== Task prompt ==
Pull every line of the entries that has the word "jeans".

[Region pointing data]

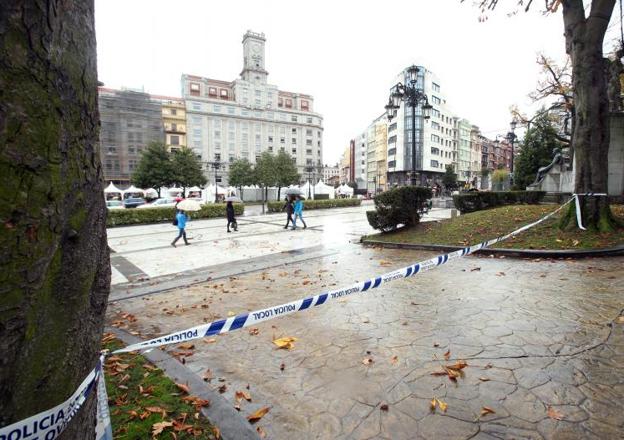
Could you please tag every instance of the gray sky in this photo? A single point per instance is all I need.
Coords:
(344, 53)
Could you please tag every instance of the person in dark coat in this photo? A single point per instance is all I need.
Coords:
(288, 206)
(229, 209)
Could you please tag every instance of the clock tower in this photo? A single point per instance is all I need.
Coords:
(253, 58)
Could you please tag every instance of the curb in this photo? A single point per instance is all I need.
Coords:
(519, 253)
(231, 423)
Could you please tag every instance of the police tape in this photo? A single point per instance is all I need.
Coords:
(48, 425)
(261, 315)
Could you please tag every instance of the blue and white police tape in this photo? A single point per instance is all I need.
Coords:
(258, 316)
(48, 425)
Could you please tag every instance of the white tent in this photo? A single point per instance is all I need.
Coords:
(133, 190)
(321, 188)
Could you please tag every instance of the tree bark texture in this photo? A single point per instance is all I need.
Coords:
(590, 140)
(54, 262)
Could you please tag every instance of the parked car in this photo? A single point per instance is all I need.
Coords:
(114, 204)
(133, 202)
(163, 202)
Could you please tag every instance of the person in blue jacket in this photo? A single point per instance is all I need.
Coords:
(299, 213)
(180, 222)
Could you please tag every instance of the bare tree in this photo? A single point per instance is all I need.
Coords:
(54, 262)
(584, 37)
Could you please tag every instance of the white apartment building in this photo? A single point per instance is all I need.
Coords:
(227, 120)
(435, 137)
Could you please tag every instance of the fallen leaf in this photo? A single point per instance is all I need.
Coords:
(253, 418)
(442, 405)
(487, 410)
(554, 414)
(183, 387)
(159, 427)
(285, 342)
(243, 395)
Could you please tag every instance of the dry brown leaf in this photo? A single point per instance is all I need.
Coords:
(286, 342)
(554, 414)
(183, 388)
(459, 365)
(487, 410)
(207, 376)
(158, 428)
(253, 418)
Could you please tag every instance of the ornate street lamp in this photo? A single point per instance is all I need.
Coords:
(412, 97)
(511, 137)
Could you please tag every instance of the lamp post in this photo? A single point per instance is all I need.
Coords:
(511, 137)
(413, 97)
(215, 166)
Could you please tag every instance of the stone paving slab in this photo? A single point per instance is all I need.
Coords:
(537, 336)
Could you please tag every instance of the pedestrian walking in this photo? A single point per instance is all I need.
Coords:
(180, 221)
(288, 206)
(299, 212)
(229, 209)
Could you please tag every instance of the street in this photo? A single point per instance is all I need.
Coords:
(540, 338)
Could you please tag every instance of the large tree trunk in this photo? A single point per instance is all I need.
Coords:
(590, 139)
(54, 262)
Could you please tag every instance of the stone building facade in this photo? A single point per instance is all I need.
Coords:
(242, 118)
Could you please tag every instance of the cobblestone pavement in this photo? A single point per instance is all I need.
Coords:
(543, 340)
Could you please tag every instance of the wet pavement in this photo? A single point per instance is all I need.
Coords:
(543, 340)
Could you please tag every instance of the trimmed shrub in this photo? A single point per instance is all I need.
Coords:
(477, 201)
(399, 206)
(120, 217)
(317, 204)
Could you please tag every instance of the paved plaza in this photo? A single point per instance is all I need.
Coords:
(543, 340)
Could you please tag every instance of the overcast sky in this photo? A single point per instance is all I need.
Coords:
(344, 53)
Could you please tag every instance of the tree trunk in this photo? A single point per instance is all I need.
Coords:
(54, 262)
(590, 139)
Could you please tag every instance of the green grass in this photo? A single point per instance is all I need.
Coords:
(479, 226)
(133, 385)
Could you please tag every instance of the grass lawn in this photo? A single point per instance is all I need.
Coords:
(144, 402)
(479, 226)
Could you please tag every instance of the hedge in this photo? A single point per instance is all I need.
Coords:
(399, 206)
(318, 204)
(134, 216)
(476, 201)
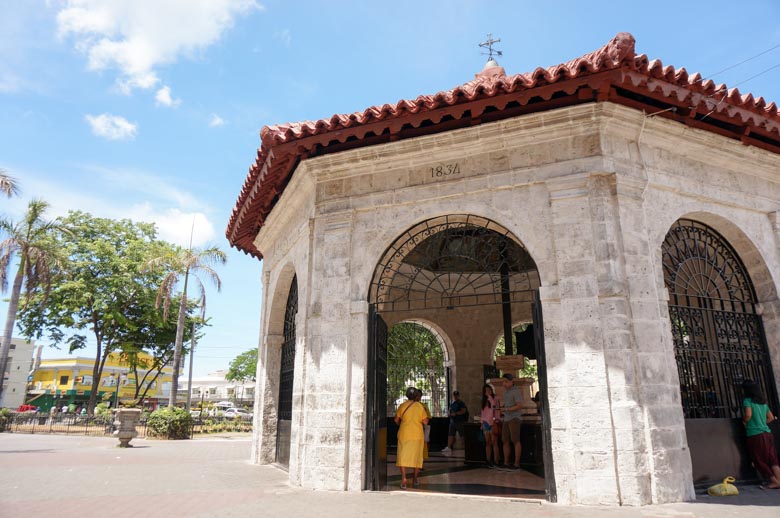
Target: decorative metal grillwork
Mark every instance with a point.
(415, 358)
(454, 260)
(287, 372)
(718, 337)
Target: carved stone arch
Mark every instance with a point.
(451, 260)
(384, 238)
(764, 283)
(278, 300)
(444, 339)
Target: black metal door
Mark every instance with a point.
(376, 403)
(718, 343)
(541, 368)
(286, 378)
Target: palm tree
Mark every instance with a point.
(8, 184)
(31, 240)
(183, 266)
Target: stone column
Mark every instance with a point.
(326, 379)
(650, 398)
(615, 312)
(357, 356)
(582, 424)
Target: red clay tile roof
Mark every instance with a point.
(612, 73)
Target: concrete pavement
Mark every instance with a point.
(84, 477)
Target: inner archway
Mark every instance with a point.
(470, 277)
(719, 342)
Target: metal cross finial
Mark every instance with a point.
(489, 45)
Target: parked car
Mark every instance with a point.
(237, 412)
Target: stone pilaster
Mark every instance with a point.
(651, 397)
(327, 366)
(578, 382)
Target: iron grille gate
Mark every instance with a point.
(719, 342)
(415, 358)
(286, 378)
(376, 402)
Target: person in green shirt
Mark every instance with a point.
(756, 417)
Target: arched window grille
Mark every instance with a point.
(718, 337)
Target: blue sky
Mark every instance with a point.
(151, 109)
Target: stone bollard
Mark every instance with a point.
(125, 420)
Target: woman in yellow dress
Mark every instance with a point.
(418, 398)
(410, 417)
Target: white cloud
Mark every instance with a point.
(284, 36)
(120, 193)
(163, 98)
(174, 225)
(136, 37)
(112, 127)
(216, 121)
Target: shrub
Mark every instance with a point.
(172, 423)
(5, 419)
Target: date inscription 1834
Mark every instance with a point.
(441, 171)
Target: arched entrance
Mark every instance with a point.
(286, 378)
(719, 342)
(469, 276)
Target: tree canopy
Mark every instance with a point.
(31, 241)
(102, 292)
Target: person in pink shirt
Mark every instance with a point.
(489, 420)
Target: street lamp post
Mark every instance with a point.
(116, 393)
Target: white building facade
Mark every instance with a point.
(20, 363)
(640, 237)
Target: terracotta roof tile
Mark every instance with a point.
(614, 72)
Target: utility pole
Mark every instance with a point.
(189, 380)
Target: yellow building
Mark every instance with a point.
(68, 381)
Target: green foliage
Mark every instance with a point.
(415, 356)
(101, 291)
(243, 367)
(529, 370)
(30, 241)
(183, 265)
(104, 413)
(171, 423)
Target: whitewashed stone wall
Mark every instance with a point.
(590, 191)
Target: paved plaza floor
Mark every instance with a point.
(66, 476)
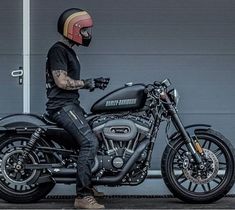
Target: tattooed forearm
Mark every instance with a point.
(63, 81)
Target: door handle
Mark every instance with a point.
(18, 73)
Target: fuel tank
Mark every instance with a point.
(125, 98)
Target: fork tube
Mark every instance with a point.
(179, 126)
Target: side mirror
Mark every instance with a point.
(166, 82)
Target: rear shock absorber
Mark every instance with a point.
(33, 139)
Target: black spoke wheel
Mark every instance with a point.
(191, 183)
(17, 184)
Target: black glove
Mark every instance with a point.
(101, 82)
(89, 84)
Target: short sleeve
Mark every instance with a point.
(57, 59)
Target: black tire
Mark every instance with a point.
(19, 193)
(182, 184)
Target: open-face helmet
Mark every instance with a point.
(75, 24)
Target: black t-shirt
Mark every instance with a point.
(61, 57)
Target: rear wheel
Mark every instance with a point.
(190, 183)
(18, 184)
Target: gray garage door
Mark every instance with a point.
(11, 33)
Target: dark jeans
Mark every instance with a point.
(71, 118)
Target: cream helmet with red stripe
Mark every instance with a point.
(74, 24)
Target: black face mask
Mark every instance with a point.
(86, 41)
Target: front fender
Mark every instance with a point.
(190, 130)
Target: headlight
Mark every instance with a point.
(174, 96)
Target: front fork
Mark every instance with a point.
(193, 147)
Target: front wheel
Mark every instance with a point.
(187, 181)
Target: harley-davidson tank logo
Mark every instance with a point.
(121, 102)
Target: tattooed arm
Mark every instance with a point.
(63, 81)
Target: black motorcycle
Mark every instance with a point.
(197, 164)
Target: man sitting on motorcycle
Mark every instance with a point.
(63, 82)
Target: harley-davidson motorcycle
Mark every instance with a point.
(197, 164)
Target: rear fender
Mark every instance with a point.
(20, 123)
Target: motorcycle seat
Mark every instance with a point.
(48, 120)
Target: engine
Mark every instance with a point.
(119, 137)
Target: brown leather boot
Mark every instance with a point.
(97, 193)
(87, 202)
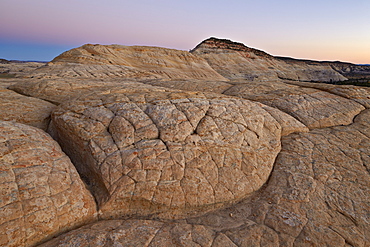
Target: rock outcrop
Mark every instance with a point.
(168, 152)
(314, 108)
(172, 153)
(318, 195)
(236, 61)
(23, 109)
(109, 61)
(41, 192)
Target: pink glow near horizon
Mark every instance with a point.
(321, 30)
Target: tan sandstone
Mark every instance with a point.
(318, 195)
(314, 108)
(23, 109)
(171, 153)
(109, 61)
(236, 61)
(41, 192)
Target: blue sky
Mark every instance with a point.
(321, 30)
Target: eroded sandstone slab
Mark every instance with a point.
(23, 109)
(314, 108)
(171, 153)
(318, 193)
(41, 192)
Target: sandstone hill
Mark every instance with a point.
(221, 146)
(236, 61)
(109, 61)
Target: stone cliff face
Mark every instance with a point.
(171, 153)
(236, 61)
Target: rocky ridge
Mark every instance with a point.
(184, 160)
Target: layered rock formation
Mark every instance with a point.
(236, 61)
(99, 61)
(175, 154)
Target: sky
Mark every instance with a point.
(330, 30)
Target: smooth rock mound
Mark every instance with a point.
(171, 153)
(111, 61)
(314, 108)
(236, 61)
(41, 192)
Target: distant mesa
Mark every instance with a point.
(213, 59)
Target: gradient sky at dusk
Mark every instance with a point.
(314, 29)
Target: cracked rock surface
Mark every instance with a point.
(169, 153)
(41, 192)
(318, 195)
(23, 109)
(314, 108)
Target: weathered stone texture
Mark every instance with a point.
(158, 234)
(314, 108)
(318, 193)
(171, 153)
(60, 90)
(23, 109)
(109, 61)
(41, 192)
(236, 61)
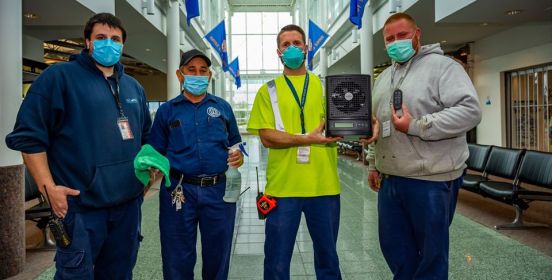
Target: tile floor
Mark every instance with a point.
(477, 252)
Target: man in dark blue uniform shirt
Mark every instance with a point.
(194, 131)
(79, 129)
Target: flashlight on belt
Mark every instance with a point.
(265, 203)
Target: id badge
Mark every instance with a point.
(124, 128)
(386, 129)
(303, 154)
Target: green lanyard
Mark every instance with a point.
(303, 98)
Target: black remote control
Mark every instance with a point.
(58, 231)
(397, 99)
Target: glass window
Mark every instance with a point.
(270, 24)
(530, 108)
(270, 57)
(254, 53)
(238, 23)
(254, 42)
(283, 20)
(254, 23)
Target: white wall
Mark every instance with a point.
(444, 8)
(99, 6)
(10, 75)
(515, 48)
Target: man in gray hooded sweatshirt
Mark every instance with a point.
(417, 162)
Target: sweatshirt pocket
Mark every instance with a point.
(112, 184)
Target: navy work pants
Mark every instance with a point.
(282, 223)
(104, 242)
(414, 219)
(203, 206)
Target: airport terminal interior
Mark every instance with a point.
(505, 46)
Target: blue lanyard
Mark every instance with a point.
(303, 98)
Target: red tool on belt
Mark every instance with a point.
(265, 203)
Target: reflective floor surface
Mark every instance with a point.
(476, 251)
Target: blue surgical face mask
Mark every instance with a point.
(400, 50)
(293, 57)
(106, 52)
(195, 85)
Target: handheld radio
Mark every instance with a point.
(265, 203)
(55, 225)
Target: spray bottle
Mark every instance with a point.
(233, 177)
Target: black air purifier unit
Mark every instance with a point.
(348, 105)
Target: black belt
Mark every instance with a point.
(203, 181)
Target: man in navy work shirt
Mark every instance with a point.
(194, 131)
(79, 129)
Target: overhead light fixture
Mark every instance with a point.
(148, 7)
(513, 12)
(182, 37)
(396, 6)
(30, 16)
(354, 35)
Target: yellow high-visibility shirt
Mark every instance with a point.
(285, 177)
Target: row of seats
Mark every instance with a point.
(348, 147)
(517, 168)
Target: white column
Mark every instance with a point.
(305, 13)
(222, 85)
(11, 76)
(206, 15)
(207, 53)
(323, 66)
(12, 221)
(173, 48)
(366, 43)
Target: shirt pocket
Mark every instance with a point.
(217, 129)
(181, 136)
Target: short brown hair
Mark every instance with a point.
(399, 16)
(291, 27)
(103, 18)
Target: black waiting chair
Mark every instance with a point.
(504, 163)
(535, 169)
(477, 160)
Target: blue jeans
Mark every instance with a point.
(104, 242)
(282, 223)
(203, 206)
(414, 220)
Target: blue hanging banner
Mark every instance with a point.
(192, 10)
(356, 10)
(317, 37)
(217, 39)
(234, 69)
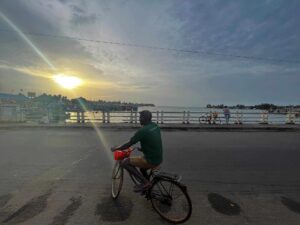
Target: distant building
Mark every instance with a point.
(10, 98)
(31, 94)
(11, 113)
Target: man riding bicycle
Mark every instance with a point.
(151, 145)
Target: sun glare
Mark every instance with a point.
(68, 82)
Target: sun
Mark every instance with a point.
(68, 82)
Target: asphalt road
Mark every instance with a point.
(62, 176)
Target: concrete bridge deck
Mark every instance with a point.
(62, 176)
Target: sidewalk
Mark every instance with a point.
(204, 127)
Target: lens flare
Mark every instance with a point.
(68, 82)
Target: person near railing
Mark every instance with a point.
(226, 112)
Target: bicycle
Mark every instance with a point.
(168, 196)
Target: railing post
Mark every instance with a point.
(264, 118)
(108, 117)
(239, 118)
(103, 117)
(188, 117)
(290, 118)
(162, 117)
(78, 117)
(131, 116)
(82, 115)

== Response ==
Target: dark jeans
Target: blue jeans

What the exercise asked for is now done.